_PROBLEM DETAILS_. Please give back an exact reproduction of the lines from the one with "of the baseball" through the end of the entries below, and no others.

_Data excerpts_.

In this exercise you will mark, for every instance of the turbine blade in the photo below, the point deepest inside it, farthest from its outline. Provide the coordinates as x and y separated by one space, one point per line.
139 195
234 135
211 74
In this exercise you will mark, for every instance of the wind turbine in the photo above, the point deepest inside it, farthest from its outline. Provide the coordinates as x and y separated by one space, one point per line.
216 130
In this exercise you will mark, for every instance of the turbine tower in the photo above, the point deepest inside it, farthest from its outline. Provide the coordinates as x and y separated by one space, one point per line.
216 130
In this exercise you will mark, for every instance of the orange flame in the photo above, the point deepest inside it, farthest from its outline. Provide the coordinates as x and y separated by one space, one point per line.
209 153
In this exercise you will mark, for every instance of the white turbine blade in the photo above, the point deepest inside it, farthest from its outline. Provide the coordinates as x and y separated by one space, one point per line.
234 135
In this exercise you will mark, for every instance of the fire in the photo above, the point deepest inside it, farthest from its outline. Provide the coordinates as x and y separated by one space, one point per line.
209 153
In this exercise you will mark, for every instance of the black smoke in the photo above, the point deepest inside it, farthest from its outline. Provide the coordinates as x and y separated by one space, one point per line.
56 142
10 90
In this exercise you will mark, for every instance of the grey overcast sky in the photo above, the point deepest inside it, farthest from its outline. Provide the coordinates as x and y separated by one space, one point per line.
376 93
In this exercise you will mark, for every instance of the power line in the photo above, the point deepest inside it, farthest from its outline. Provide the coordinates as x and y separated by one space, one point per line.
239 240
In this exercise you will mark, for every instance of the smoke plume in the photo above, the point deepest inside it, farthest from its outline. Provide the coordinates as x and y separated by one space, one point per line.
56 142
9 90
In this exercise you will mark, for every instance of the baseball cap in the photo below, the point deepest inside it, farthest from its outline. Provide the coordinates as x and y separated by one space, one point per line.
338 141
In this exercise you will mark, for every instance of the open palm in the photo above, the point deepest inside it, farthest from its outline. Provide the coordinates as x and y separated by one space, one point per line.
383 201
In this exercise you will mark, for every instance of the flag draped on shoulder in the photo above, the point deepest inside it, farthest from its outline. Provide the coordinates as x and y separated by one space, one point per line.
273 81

_ANSWER FOR THE TASK_.
In this exercise you will mark, for every instance of the baseball cap in the photo below, the point deepest inside it, farthest from its outline. Provide the coordinates as x and y separated by one space, one point per line.
338 141
In this exercise you will mark, for every instance of the open palm in the photo above, the point deepest inside it, farthest from its outline. Provide the coordinates as x and y separated by one space, one point per line.
383 201
In this exercise you will mark, for every instance of the flag draped on shoulder in the photo above, the point deepest inside it, farthest from its outline. Provide the coordinates as x and y separated by one space, one point per line.
273 81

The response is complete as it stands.